Set down every entry again, exactly as it appears.

------------

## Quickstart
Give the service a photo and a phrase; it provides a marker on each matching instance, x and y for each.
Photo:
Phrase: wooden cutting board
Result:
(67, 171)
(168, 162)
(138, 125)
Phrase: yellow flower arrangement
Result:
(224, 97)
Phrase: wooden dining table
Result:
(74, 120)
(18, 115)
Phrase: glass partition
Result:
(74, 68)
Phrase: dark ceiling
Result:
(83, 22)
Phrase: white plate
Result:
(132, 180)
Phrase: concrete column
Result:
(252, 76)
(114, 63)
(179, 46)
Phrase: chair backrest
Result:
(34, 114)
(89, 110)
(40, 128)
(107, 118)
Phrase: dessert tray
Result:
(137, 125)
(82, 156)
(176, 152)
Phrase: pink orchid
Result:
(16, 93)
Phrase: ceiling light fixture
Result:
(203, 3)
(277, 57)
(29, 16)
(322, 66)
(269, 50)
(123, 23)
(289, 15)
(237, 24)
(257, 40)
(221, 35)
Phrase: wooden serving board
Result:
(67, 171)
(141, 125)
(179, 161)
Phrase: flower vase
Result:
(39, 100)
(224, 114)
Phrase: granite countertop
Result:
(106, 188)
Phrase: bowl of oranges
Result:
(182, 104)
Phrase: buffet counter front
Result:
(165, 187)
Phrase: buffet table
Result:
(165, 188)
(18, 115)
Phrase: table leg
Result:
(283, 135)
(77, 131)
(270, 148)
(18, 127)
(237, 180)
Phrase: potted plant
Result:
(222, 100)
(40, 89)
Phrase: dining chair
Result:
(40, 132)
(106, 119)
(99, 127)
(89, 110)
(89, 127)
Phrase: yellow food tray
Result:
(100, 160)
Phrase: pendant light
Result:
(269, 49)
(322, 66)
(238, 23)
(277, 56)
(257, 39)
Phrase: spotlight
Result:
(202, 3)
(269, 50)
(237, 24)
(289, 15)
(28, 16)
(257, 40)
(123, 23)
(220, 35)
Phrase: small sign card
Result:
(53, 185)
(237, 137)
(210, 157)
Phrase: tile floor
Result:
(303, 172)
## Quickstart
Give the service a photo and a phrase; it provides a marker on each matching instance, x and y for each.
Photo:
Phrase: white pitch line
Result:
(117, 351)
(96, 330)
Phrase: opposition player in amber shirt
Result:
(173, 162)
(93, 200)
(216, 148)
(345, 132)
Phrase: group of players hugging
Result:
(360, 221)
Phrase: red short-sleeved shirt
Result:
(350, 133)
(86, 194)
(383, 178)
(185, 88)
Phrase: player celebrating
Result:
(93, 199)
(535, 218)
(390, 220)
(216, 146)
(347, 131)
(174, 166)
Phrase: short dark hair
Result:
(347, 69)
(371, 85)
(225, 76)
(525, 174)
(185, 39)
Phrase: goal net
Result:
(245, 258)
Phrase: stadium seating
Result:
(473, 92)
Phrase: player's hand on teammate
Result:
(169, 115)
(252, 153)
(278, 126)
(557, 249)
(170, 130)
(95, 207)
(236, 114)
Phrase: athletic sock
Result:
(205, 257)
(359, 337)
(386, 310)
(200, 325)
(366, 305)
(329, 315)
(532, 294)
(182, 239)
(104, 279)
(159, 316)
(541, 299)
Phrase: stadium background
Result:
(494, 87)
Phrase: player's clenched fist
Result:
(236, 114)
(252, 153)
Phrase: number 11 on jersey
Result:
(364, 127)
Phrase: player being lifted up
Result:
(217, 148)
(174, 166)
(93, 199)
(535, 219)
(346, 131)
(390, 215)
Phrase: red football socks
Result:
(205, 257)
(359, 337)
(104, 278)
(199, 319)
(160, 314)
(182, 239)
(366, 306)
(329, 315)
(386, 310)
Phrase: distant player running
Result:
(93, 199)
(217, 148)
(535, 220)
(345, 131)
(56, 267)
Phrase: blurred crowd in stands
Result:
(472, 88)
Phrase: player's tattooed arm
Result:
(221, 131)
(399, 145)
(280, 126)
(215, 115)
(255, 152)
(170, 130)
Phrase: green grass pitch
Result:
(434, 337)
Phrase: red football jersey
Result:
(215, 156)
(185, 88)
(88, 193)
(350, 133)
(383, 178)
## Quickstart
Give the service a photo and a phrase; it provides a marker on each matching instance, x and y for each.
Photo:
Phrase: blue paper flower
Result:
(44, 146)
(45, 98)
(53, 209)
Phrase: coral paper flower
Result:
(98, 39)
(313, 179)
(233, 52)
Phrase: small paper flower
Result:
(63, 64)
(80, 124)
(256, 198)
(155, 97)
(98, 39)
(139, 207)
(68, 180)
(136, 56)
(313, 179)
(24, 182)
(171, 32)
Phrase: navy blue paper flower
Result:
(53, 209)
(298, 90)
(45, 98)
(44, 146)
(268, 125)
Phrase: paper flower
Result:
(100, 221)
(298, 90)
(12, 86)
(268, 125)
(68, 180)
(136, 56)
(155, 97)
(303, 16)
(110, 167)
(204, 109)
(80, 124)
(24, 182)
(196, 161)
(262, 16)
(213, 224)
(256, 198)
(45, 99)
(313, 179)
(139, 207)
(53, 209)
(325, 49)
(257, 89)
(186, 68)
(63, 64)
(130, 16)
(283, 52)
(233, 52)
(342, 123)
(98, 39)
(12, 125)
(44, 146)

------------

> [OUTPUT OF THE TASK]:
## Quickstart
Give the service a photo and a phrase; it provides a marker on each matching instance, x and y for each.
Photo:
Phrase: wooden cutting board
Result:
(67, 171)
(168, 162)
(138, 125)
Phrase: yellow flower arrangement
Result:
(224, 97)
Phrase: wooden dining table
Result:
(74, 120)
(18, 115)
Phrase: glass partition
Result:
(74, 68)
Phrase: dark ceiling
Result:
(83, 22)
Phrase: white plate
Result:
(132, 180)
Phrase: concrete column
Result:
(252, 76)
(114, 63)
(179, 46)
Phrase: chair backrest
Result:
(34, 114)
(89, 110)
(40, 128)
(107, 118)
Phrase: dessert tray
Result:
(137, 125)
(82, 156)
(176, 152)
Phrase: pink orchid
Result:
(16, 93)
Phrase: ceiling light fixture
Result:
(203, 3)
(277, 57)
(29, 16)
(322, 66)
(269, 50)
(123, 23)
(289, 15)
(237, 24)
(257, 40)
(221, 35)
Phrase: wooden serving board
Result:
(67, 171)
(141, 125)
(179, 161)
Phrase: flower vase
Result:
(39, 100)
(224, 114)
Phrase: granite countertop
Result:
(106, 188)
Phrase: bowl of oranges
Result:
(182, 104)
Phrase: buffet counter front
Result:
(165, 187)
Phrase: buffet table
Result:
(165, 188)
(18, 115)
Phrase: table leg
Result:
(283, 135)
(77, 131)
(270, 148)
(18, 127)
(237, 180)
Phrase: potted plant
Result:
(222, 100)
(40, 89)
Phrase: dining chair
Result:
(40, 132)
(106, 119)
(99, 127)
(89, 110)
(89, 127)
Phrase: yellow food tray
Result:
(100, 160)
Phrase: pendant light
Result:
(269, 49)
(322, 66)
(238, 23)
(277, 56)
(257, 39)
Phrase: spotlight
Result:
(202, 3)
(269, 50)
(237, 24)
(289, 15)
(28, 16)
(257, 40)
(123, 23)
(220, 35)
Phrase: small sign card
Result:
(53, 185)
(237, 137)
(210, 157)
Phrase: tile floor
Result:
(303, 172)
## Quickstart
Give the service a photo and a phrase; it provides a marker on each matching instance, x and y for each.
Photo:
Phrase: white pitch line
Result:
(117, 351)
(96, 330)
Phrase: opposition player in amber shirt
Result:
(173, 162)
(93, 200)
(216, 148)
(345, 132)
Phrase: group of players hugging
Result:
(360, 221)
Phrase: red short-sleeved shirt
Result:
(350, 133)
(86, 194)
(383, 178)
(185, 88)
Phrase: player celebrating
Result:
(93, 199)
(535, 218)
(390, 220)
(216, 146)
(347, 131)
(174, 166)
Phrase: short dark hair
Result:
(347, 69)
(371, 85)
(225, 76)
(525, 174)
(185, 39)
Phrase: goal net
Result:
(245, 258)
Phrase: stadium seating
Result:
(473, 92)
Phrase: player's hand on teammate
Result:
(169, 115)
(252, 153)
(278, 126)
(557, 249)
(170, 130)
(95, 207)
(236, 114)
Phrase: athletic sock
Result:
(205, 257)
(359, 337)
(386, 310)
(200, 325)
(366, 305)
(329, 315)
(532, 294)
(182, 239)
(104, 279)
(159, 316)
(541, 299)
Phrase: stadium background
Result:
(494, 87)
Phrase: player's clenched fist
Result:
(236, 114)
(252, 153)
Phrase: number 11 on jersey
Result:
(364, 127)
Phrase: player being lifted up
Result:
(217, 148)
(174, 166)
(93, 199)
(535, 219)
(346, 131)
(390, 215)
Phrase: red football socks
Result:
(205, 257)
(359, 337)
(104, 278)
(199, 319)
(160, 314)
(182, 239)
(366, 306)
(329, 315)
(386, 310)
Phrase: distant player running
Result:
(93, 199)
(217, 148)
(535, 220)
(345, 131)
(56, 267)
Phrase: blurred crowd in stands
Result:
(472, 88)
Phrase: player's tattooed arm
Result:
(221, 131)
(399, 145)
(280, 126)
(215, 115)
(255, 152)
(170, 130)
Phrase: green grass pitch
Result:
(434, 337)
Phrase: red football jersey
Result:
(215, 156)
(185, 88)
(88, 193)
(350, 133)
(383, 178)
## Quickstart
Give the service a photo and a phrase; it provides a marker on each matching instance, x and y for each.
Photo:
Phrase: blue paper flower
Result:
(44, 146)
(45, 98)
(53, 209)
Phrase: coral paper flower
Result:
(98, 39)
(313, 179)
(233, 52)
Phrase: small paper flower
Result:
(63, 64)
(80, 124)
(256, 198)
(155, 97)
(98, 39)
(139, 207)
(68, 180)
(136, 56)
(313, 179)
(24, 182)
(171, 32)
Phrase: navy blue paper flower
Result:
(53, 209)
(298, 90)
(45, 98)
(44, 146)
(268, 125)
Phrase: paper flower
Result:
(100, 221)
(298, 90)
(12, 86)
(268, 125)
(68, 180)
(136, 56)
(155, 97)
(303, 16)
(110, 167)
(204, 109)
(80, 124)
(24, 182)
(196, 161)
(262, 16)
(213, 224)
(256, 198)
(45, 99)
(313, 179)
(139, 207)
(53, 209)
(325, 49)
(257, 89)
(186, 68)
(63, 64)
(130, 16)
(283, 52)
(233, 52)
(342, 123)
(98, 39)
(12, 125)
(44, 146)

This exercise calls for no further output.